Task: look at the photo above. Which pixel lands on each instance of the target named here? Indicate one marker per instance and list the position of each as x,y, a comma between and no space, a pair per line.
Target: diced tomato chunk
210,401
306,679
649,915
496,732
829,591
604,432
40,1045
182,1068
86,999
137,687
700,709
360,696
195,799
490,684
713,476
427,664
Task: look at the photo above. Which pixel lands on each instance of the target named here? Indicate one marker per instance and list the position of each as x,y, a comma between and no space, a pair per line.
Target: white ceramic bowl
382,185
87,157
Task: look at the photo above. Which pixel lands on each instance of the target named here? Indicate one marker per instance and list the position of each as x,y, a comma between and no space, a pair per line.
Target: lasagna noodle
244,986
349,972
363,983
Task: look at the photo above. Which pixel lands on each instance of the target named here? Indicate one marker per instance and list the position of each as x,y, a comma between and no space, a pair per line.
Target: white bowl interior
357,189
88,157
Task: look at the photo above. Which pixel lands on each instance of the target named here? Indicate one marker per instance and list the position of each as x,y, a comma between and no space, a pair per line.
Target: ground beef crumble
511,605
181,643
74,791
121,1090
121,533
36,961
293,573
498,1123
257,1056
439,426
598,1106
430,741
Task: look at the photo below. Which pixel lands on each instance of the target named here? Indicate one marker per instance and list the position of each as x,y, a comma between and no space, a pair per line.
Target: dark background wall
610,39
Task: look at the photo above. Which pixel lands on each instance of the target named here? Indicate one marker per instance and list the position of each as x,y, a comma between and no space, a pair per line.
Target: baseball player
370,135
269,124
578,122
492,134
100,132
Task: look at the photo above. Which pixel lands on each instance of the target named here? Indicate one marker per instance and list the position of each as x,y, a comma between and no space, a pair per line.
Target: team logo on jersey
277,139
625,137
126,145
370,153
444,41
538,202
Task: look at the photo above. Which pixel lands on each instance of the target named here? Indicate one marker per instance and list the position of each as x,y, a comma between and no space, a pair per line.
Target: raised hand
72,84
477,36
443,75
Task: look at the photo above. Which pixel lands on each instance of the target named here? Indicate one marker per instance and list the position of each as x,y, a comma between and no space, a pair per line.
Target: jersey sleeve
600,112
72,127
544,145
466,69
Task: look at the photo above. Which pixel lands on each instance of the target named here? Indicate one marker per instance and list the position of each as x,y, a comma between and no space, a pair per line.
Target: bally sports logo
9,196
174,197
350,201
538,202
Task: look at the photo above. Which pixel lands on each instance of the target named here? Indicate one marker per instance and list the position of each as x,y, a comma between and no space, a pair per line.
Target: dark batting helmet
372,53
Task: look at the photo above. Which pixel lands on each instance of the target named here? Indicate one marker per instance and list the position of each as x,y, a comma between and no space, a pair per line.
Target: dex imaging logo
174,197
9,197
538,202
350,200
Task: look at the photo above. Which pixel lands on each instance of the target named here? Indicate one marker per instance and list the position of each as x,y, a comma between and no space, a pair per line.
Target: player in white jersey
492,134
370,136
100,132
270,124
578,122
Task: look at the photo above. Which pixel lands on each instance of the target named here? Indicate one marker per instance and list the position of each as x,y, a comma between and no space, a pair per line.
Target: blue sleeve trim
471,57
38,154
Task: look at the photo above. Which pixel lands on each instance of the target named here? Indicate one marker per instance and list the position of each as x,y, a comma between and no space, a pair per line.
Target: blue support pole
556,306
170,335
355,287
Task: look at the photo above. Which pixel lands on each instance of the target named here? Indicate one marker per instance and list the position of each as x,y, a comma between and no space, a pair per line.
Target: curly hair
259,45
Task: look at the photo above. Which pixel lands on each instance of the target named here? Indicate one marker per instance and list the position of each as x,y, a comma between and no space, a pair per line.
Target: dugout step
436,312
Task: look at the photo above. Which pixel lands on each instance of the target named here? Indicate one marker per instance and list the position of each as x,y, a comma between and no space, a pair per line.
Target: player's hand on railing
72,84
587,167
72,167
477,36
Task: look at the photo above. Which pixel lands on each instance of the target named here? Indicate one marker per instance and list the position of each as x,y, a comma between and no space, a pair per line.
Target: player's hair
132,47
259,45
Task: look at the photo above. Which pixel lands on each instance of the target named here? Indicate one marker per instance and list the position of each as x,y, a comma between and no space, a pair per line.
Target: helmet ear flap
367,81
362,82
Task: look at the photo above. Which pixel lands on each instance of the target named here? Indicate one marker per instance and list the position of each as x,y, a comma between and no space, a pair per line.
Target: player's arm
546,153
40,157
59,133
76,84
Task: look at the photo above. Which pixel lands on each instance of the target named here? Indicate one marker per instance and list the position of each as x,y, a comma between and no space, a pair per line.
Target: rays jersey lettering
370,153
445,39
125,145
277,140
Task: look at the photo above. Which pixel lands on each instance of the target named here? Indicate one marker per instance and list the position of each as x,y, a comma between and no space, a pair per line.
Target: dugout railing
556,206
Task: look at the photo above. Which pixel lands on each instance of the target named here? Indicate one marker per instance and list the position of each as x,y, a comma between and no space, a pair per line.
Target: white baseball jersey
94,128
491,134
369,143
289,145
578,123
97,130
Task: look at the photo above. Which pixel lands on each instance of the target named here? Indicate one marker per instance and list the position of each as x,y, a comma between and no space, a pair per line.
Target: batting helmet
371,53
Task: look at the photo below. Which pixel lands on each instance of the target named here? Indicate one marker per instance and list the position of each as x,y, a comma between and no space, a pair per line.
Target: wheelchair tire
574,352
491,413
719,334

+ + + + +

The required output is the exact sequence of lines from the one containing "Target: white baseball jersey" through the end of the listing, both endpoints included.

* _TASK OUTPUT_:
Target: white baseball jersey
94,128
491,134
369,143
289,145
578,123
97,130
Task: look at the photo above. Which pixel lands on each instance of the target named here? Indicate one marker per instance and list the position of each as x,y, a comma between and no space, a pair per line.
Target: batting helmet
371,53
Task: look at the photo below. Which pixel lands on each instance of the target named here? Indicate one marker per instance and list the position of each as x,y, a comma between and no space, a pair per line.
Target: wheelchair tire
574,352
491,413
719,334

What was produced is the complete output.